───── INFORMATION SHOWN

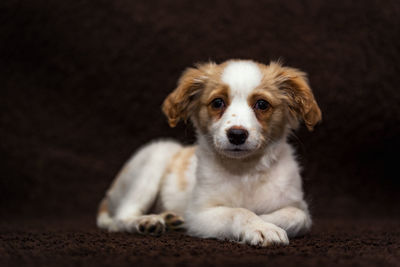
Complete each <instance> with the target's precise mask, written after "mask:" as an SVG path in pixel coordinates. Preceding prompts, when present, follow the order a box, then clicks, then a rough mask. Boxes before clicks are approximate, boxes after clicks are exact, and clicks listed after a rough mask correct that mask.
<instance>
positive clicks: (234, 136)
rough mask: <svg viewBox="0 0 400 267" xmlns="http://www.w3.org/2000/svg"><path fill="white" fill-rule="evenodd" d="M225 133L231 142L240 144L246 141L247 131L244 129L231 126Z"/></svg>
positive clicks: (247, 135)
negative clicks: (227, 135)
mask: <svg viewBox="0 0 400 267" xmlns="http://www.w3.org/2000/svg"><path fill="white" fill-rule="evenodd" d="M227 135H228V139H229V142H230V143H231V144H234V145H241V144H244V142H246V139H247V136H249V132H248V131H247V130H245V129H240V128H231V129H229V130H228V133H227Z"/></svg>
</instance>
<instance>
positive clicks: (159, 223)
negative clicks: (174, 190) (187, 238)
mask: <svg viewBox="0 0 400 267" xmlns="http://www.w3.org/2000/svg"><path fill="white" fill-rule="evenodd" d="M136 230H137V232H138V233H140V234H145V235H146V234H147V235H154V236H159V235H161V234H163V233H164V232H165V230H166V226H165V222H164V219H163V218H162V216H160V215H145V216H141V217H140V218H138V219H137V220H136Z"/></svg>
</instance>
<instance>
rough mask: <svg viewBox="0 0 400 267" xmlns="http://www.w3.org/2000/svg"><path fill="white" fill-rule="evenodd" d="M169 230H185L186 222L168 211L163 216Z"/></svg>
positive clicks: (172, 212)
mask: <svg viewBox="0 0 400 267" xmlns="http://www.w3.org/2000/svg"><path fill="white" fill-rule="evenodd" d="M161 215H162V217H163V218H164V221H165V225H166V226H167V229H168V230H174V231H178V230H181V229H183V224H184V220H183V218H182V217H181V216H179V215H177V214H175V213H173V212H170V211H167V212H164V213H162V214H161Z"/></svg>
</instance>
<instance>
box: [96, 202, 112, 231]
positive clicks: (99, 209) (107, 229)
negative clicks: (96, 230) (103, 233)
mask: <svg viewBox="0 0 400 267" xmlns="http://www.w3.org/2000/svg"><path fill="white" fill-rule="evenodd" d="M113 222H114V220H113V218H112V217H111V216H110V213H109V211H108V201H107V197H104V198H103V200H102V201H101V202H100V205H99V210H98V212H97V227H99V228H101V229H106V230H109V229H110V227H111V225H112V224H113Z"/></svg>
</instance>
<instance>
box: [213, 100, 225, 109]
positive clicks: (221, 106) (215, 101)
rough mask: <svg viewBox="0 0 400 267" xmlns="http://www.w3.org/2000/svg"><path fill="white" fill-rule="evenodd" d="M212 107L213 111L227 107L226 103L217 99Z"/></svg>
mask: <svg viewBox="0 0 400 267" xmlns="http://www.w3.org/2000/svg"><path fill="white" fill-rule="evenodd" d="M211 107H212V108H213V109H223V108H224V107H225V102H224V100H223V99H222V98H215V99H214V100H213V101H212V102H211Z"/></svg>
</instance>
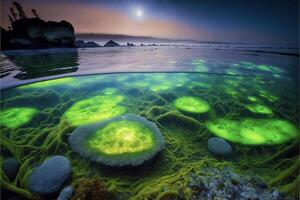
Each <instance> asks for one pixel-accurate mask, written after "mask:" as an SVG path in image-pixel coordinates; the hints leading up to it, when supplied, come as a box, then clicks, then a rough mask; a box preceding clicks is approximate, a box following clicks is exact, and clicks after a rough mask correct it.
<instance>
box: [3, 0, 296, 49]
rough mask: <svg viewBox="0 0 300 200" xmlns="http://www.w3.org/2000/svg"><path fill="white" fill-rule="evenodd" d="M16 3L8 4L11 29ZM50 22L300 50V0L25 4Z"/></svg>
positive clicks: (112, 0)
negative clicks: (296, 46)
mask: <svg viewBox="0 0 300 200" xmlns="http://www.w3.org/2000/svg"><path fill="white" fill-rule="evenodd" d="M11 2H12V1H11V0H3V1H2V6H1V25H2V26H4V27H7V26H8V17H7V15H8V11H9V7H10V4H11ZM18 2H20V3H21V4H22V5H23V7H24V9H25V11H27V13H28V14H27V15H30V14H29V13H30V12H29V10H30V9H31V8H35V9H36V10H37V12H38V13H39V15H40V17H41V18H42V19H45V20H55V21H60V20H63V19H64V20H67V21H70V22H71V23H72V24H73V25H74V27H75V30H76V33H112V34H127V35H137V36H154V37H162V38H171V39H195V40H200V41H218V42H235V43H251V44H266V45H284V46H294V47H295V46H298V35H299V1H298V0H198V1H197V0H149V1H146V0H139V1H135V0H106V1H104V0H82V1H79V0H59V1H57V0H52V1H40V0H26V1H25V0H23V1H18Z"/></svg>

──────────

* _THE PROBLEM_: Return every line of the data above that contains the word "negative".

* _TASK ANSWER_:
negative clicks: (227, 135)
negative clicks: (174, 190) (187, 238)
negative clicks: (96, 230) (103, 233)
negative clicks: (296, 46)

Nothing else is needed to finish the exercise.